Part of a data file:
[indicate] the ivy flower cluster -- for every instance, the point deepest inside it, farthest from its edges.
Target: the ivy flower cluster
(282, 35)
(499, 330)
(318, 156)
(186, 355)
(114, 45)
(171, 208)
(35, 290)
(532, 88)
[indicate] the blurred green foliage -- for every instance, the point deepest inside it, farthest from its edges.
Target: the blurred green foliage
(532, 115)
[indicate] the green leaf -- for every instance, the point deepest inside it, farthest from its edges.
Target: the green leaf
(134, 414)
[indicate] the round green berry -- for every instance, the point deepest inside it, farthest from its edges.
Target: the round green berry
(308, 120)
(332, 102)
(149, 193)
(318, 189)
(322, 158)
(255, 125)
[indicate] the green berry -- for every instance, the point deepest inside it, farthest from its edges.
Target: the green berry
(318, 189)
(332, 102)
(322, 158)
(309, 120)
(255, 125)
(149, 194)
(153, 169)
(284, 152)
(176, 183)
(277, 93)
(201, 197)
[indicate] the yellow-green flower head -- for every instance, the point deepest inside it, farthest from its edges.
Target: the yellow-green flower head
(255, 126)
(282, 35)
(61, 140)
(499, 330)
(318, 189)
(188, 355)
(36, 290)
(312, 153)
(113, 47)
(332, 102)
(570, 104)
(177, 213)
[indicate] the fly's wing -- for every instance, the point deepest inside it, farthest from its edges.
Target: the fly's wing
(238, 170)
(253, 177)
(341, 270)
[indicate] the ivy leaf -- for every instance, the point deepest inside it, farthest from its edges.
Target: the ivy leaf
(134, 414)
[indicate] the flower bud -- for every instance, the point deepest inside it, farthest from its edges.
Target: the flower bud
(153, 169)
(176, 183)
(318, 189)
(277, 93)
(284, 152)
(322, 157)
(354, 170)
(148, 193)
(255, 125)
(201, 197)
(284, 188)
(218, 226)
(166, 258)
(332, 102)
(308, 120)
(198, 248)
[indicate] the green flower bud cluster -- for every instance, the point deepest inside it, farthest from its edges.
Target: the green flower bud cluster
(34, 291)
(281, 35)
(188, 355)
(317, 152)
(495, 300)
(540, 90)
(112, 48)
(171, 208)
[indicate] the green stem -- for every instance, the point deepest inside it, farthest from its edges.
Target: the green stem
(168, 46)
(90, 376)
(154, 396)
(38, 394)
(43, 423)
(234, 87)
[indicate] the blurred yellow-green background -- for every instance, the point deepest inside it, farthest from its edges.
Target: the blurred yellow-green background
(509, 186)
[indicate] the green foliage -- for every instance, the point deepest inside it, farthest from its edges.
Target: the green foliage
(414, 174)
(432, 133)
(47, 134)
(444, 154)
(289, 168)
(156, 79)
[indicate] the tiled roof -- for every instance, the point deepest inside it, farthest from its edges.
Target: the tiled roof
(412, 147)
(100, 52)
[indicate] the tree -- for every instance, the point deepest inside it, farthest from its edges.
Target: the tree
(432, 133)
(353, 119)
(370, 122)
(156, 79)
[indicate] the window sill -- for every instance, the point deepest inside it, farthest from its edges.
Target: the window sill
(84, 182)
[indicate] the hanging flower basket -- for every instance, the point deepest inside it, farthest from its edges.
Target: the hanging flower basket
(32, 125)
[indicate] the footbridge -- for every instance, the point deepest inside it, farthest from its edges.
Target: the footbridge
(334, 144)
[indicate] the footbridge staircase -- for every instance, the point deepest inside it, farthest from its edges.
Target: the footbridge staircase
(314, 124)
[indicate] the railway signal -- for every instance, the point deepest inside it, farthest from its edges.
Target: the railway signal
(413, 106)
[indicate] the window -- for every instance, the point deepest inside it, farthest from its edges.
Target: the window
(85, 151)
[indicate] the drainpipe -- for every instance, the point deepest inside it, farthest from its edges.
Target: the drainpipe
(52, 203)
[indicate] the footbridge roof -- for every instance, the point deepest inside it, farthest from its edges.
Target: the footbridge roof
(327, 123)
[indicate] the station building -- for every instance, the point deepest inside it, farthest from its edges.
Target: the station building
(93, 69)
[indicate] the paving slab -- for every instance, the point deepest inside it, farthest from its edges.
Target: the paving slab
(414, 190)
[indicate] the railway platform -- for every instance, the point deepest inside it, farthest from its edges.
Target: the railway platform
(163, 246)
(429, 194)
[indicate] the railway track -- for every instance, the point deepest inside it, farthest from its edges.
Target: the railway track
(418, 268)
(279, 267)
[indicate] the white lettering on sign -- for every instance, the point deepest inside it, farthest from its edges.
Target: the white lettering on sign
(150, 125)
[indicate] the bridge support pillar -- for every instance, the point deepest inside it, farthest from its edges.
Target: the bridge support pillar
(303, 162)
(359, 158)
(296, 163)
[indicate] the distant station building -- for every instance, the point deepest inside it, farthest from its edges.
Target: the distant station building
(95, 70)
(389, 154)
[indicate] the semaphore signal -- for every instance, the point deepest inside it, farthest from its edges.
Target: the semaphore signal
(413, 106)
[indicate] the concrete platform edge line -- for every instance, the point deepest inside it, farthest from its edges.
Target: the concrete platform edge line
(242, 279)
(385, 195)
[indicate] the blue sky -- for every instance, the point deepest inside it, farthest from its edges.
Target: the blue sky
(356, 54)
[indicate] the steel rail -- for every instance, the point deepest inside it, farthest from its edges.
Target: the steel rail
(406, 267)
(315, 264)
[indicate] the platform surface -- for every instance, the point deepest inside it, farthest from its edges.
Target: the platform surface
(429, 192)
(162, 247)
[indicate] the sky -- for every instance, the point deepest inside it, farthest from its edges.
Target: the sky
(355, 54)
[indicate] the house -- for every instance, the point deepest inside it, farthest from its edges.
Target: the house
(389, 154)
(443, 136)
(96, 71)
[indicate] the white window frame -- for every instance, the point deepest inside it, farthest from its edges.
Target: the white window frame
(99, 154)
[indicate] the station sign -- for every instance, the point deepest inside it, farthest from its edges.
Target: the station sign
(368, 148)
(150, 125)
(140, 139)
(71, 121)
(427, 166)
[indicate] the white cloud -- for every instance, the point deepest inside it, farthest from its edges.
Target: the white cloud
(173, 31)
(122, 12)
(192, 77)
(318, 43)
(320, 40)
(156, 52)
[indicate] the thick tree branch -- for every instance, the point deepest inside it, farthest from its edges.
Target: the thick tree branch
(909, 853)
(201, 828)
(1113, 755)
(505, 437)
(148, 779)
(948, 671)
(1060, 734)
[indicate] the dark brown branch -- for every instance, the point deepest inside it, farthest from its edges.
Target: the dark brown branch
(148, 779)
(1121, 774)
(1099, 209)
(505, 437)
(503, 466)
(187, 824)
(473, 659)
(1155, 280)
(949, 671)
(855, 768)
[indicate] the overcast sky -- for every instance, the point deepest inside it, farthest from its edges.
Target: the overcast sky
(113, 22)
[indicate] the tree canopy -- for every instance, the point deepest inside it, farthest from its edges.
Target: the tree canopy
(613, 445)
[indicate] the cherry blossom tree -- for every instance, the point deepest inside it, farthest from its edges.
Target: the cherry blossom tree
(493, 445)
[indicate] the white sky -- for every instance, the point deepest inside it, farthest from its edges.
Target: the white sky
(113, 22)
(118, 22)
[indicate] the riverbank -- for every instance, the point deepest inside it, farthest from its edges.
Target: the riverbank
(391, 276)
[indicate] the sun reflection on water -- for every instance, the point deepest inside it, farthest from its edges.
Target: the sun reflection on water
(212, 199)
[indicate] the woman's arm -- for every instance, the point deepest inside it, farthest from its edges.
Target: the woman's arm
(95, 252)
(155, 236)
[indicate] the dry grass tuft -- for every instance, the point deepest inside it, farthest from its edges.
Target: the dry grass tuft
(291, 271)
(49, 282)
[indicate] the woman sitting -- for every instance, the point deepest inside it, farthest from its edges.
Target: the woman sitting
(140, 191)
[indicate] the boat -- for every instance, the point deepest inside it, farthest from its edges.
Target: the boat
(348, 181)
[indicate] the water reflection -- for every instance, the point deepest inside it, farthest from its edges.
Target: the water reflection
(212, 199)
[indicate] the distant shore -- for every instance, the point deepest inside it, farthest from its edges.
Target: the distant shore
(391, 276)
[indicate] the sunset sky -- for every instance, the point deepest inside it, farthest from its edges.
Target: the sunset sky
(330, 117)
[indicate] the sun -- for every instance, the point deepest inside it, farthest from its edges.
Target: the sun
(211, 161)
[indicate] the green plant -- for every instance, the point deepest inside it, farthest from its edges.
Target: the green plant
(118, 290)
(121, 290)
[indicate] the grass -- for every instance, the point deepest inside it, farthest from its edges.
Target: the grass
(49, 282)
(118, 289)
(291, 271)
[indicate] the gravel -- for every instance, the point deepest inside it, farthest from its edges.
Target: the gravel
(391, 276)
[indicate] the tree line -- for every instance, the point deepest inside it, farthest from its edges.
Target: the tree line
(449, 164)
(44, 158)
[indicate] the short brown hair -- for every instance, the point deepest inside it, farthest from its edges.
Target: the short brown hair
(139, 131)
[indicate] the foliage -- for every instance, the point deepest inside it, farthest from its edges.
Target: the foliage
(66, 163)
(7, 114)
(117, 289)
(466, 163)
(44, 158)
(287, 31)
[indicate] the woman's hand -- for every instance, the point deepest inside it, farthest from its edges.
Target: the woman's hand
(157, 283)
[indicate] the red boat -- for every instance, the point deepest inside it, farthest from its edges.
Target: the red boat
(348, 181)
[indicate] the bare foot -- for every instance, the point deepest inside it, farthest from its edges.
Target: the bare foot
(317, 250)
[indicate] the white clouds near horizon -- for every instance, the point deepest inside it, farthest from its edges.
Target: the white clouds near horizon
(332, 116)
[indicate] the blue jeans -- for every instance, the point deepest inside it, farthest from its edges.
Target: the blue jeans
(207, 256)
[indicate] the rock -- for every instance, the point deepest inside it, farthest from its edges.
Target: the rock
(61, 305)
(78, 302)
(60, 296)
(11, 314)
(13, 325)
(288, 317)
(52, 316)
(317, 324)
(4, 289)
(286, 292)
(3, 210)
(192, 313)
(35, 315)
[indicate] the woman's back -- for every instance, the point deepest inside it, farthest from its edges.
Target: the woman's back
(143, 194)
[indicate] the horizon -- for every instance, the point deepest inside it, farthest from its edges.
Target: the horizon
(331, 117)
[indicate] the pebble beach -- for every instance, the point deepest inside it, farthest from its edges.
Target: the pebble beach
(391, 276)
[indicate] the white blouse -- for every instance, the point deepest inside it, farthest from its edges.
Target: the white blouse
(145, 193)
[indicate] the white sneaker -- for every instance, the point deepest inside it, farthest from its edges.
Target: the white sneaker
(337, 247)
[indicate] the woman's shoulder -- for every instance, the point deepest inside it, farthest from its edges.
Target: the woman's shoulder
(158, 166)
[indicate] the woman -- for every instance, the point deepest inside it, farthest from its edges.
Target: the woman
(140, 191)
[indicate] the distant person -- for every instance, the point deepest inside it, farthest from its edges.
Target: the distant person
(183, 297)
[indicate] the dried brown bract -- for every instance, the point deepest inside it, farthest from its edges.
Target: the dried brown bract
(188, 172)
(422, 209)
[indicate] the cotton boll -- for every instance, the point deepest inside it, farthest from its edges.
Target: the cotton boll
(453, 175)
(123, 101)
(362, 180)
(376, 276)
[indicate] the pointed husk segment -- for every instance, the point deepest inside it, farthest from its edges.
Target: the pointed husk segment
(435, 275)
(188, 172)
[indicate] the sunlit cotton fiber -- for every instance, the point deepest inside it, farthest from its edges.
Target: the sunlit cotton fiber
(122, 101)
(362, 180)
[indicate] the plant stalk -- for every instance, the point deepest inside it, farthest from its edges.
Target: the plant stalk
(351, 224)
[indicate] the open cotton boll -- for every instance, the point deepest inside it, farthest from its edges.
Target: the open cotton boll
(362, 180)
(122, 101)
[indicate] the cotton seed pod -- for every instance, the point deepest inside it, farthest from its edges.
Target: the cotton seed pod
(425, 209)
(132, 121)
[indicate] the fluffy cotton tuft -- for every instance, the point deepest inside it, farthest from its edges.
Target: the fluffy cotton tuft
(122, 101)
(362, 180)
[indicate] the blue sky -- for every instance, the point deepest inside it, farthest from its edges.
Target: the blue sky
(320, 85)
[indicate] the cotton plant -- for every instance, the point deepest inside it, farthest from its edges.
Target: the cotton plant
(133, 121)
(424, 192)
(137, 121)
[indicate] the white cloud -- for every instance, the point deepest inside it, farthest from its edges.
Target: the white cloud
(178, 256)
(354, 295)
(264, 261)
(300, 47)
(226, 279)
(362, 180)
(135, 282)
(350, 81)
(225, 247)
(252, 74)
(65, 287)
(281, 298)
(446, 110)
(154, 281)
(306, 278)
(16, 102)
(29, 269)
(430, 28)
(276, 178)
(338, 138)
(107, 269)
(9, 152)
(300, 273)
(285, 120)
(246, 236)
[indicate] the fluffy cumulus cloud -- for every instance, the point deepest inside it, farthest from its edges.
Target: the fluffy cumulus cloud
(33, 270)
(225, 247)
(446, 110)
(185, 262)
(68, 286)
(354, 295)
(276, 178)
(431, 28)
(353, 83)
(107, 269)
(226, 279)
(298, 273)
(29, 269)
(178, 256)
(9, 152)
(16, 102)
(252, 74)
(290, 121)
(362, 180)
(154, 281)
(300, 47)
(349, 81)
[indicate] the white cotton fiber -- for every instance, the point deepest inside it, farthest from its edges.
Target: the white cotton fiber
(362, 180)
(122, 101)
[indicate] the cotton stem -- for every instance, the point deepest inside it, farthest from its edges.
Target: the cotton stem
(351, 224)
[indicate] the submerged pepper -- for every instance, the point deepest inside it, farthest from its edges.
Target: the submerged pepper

Work to be completed:
Copy out every line of the material from the line containing "[indicate] the steel" through the line containing "(1060, 734)", inclusive. Shift each coordinate by adding 82 to both of its numbers, and leave all other text unchanged.

Task answer:
[indicate] the steel rail -- for every instance, the point deepest inside it, farthest from its edges.
Target: the steel rail
(488, 349)
(397, 346)
[indicate] the platform surface -- for every instance, the point deepest inside it, farthest from its edges.
Target: the platform surface
(511, 274)
(244, 329)
[indicate] the sky -- for every instance, the point deepest inside it, farthest from its edges.
Target: the sky
(437, 136)
[indicate] the house -- for every instance, the point deepest inside it, farthest from its edges.
Target: the house
(471, 236)
(525, 218)
(178, 153)
[indicate] the white window frame -- for every instance, the point deepest inside it, farthest from its edges.
Target: the white window frame
(181, 236)
[indicate] the station sign -- for every instance, the point deepest inside it, farthest from its edges.
Target: the station sign
(450, 230)
(232, 207)
(222, 221)
(153, 203)
(509, 248)
[indicate] the white cloud -- for every instance, the point deepest inside it, farthest from its edges.
Target: the white cloud
(255, 113)
(204, 94)
(274, 159)
(400, 125)
(402, 122)
(238, 134)
[indicate] the thick tree branch -- for every instance, the point deepest inside it, farthest from its edges.
Target: the thick tree branch
(991, 935)
(283, 910)
(1195, 837)
(587, 519)
(230, 861)
(1030, 753)
(1142, 816)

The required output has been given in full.